Swap "white pebble" for "gray stone" in the data starting with the line with "Where can the" and going on through the line with "pixel 495 401", and give back only those lines with everything else unchanged.

STORED ROWS:
--------------------

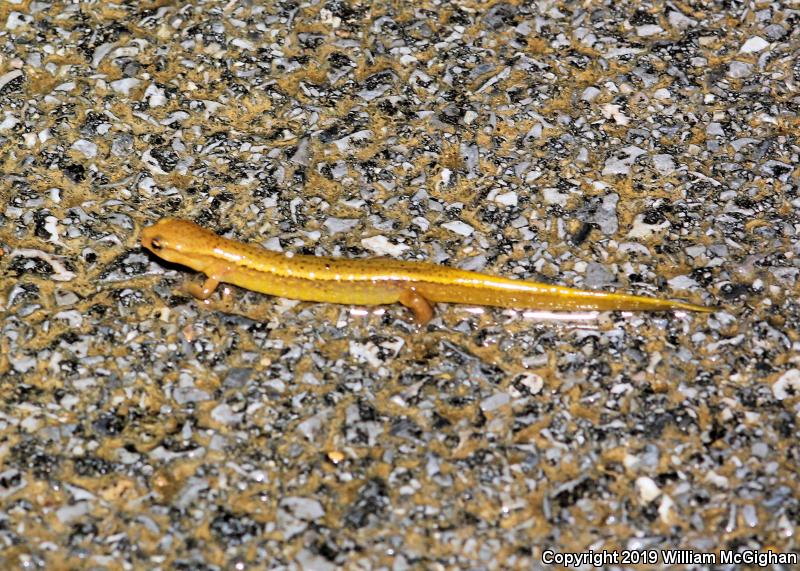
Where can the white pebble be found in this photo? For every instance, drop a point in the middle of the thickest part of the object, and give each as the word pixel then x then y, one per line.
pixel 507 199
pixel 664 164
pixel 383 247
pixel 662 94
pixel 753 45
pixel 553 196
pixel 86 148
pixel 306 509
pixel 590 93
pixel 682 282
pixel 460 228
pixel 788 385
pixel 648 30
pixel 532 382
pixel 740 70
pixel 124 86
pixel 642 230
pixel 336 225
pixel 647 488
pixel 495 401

--------------------

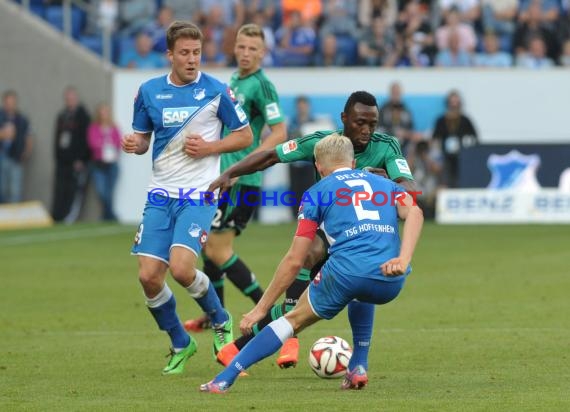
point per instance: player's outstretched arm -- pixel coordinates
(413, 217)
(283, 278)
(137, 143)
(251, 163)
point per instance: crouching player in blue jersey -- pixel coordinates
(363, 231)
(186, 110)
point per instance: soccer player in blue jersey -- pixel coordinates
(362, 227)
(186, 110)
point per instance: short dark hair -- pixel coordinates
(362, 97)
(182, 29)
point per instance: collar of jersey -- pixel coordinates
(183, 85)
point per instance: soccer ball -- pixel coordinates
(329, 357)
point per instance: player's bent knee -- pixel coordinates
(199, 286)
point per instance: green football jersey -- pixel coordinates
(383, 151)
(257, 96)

--------------------

RESPONSE TO THE TASK:
Where can the gray stone be found in this photo? For every instance, drop a point in the middle of the thickest part of the object, and give each as the word pixel then x then y, one per line.
pixel 507 199
pixel 664 164
pixel 383 247
pixel 662 94
pixel 753 45
pixel 553 196
pixel 86 148
pixel 306 509
pixel 590 93
pixel 682 282
pixel 460 228
pixel 788 385
pixel 648 30
pixel 532 382
pixel 740 70
pixel 124 86
pixel 642 230
pixel 336 225
pixel 647 488
pixel 495 401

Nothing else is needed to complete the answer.